**The request**
Restate the full listing word for word and leave the pictures out.
----- Available data -----
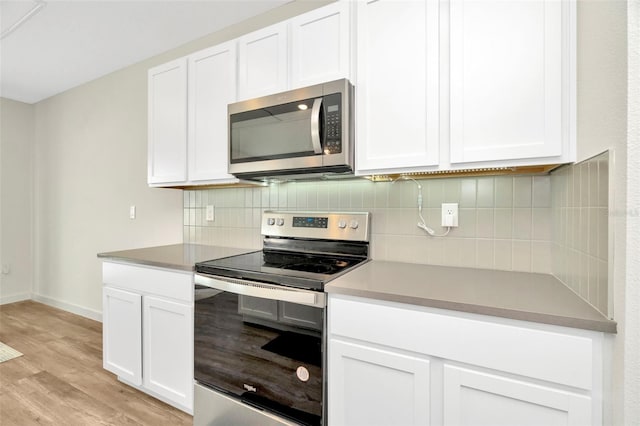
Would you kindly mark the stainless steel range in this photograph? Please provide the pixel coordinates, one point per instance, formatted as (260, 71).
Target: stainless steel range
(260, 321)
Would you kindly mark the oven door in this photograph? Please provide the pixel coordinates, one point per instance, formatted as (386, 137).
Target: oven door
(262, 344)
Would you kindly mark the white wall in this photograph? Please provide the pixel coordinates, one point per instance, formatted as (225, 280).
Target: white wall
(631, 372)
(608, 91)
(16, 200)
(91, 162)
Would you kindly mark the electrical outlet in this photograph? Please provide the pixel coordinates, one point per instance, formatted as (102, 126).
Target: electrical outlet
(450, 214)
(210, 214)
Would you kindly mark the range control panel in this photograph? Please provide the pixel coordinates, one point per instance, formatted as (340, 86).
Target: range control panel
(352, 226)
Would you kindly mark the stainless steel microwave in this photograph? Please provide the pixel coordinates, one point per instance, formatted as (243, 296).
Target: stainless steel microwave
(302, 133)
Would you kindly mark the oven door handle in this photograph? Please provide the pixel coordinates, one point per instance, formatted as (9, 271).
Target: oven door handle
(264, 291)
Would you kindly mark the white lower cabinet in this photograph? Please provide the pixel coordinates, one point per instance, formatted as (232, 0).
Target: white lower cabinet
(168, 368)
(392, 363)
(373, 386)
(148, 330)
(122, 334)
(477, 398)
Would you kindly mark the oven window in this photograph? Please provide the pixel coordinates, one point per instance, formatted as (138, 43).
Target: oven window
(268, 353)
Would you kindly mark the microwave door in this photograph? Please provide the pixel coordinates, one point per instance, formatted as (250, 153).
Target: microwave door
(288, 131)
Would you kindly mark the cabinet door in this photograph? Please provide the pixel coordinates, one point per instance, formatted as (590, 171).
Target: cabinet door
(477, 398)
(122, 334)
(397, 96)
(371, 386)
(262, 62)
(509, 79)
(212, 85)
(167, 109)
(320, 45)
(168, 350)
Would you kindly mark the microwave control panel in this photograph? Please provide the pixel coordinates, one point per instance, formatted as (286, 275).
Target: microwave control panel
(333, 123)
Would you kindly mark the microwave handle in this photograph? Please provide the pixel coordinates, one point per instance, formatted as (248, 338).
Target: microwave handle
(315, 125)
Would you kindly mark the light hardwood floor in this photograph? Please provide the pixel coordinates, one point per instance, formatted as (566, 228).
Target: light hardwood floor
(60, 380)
-----
**Response below**
Would you kindly mark the stainless steel range in this photograph? Please provide the pixel coordinates, one point per instance, formatted as (260, 71).
Target: stainless steel range
(260, 321)
Would you kindly mark the oven door in this photograph? Please provide the pixel coordinates, one point per instance, formatted as (386, 137).
Target: oven door
(262, 344)
Would you kindly mark the white wall in this photograph? Please provide the pixel coordinates, one point per instance, formatted as (225, 280).
Target: white wall
(631, 372)
(608, 91)
(16, 200)
(91, 162)
Would you kindly mark the electrical outlet in this photograph? Please provide the pixel coordinates, one point per instance, formatted as (102, 126).
Target: electrical outlet
(450, 214)
(210, 214)
Would you kindly mark the range control panel in this photograph? Please provide the pixel coordinates, one point per instance, formatted as (340, 86).
Target: range control panel
(352, 226)
Would you kindly mark the stainless steel microwave in this photograph? Please provide the pixel coordinates, one point per instance, formatted as (243, 296).
Target: stainless steel microwave
(302, 133)
Would you kindly mark the oven door handle in this photograph? Please provide the pixel coordinates, one point per instance, formatted as (9, 271).
Target: oven door handle
(264, 291)
Would you kindly mark the white lower cabinet in this photograph? Please provide the pixel coordinates, one point per instance, formatted as (232, 0).
Target: white lower cabinet
(168, 368)
(392, 363)
(373, 386)
(148, 330)
(122, 334)
(477, 398)
Would you kindly mark the oven window in this photograph? Please provide the pixel coordinates, one point per instance, formatted as (138, 43).
Target: oven window
(268, 353)
Would you kindly mark the microwave door in this photograph? Please provide the pixel coordinates, one point per instance, formatted as (250, 153).
Target: microwave door
(288, 131)
Would you kindly mark the cabinet door in this photograph? Please provide the pixel coordinates, one point per instance, formatted as (590, 171).
Target: cabinet door
(477, 398)
(122, 334)
(397, 96)
(371, 386)
(262, 62)
(509, 79)
(212, 85)
(167, 109)
(320, 45)
(168, 350)
Would you kindly mark the microwave control panel in this photograph? Please provide the pixel coordinates, one point per instance, formatted as (286, 275).
Target: microwave control panel
(333, 123)
Would you kindly mark the microwave handle in this photograph? Please provide the pixel coordinates, one point per instance, formatted as (248, 338).
Target: microwave handle
(315, 125)
Would you kindly mark the light hardwood floor in this photograph? Please provide the pixel coordinates, one point per instance, formatted as (566, 228).
Target: light hardwood floor
(60, 380)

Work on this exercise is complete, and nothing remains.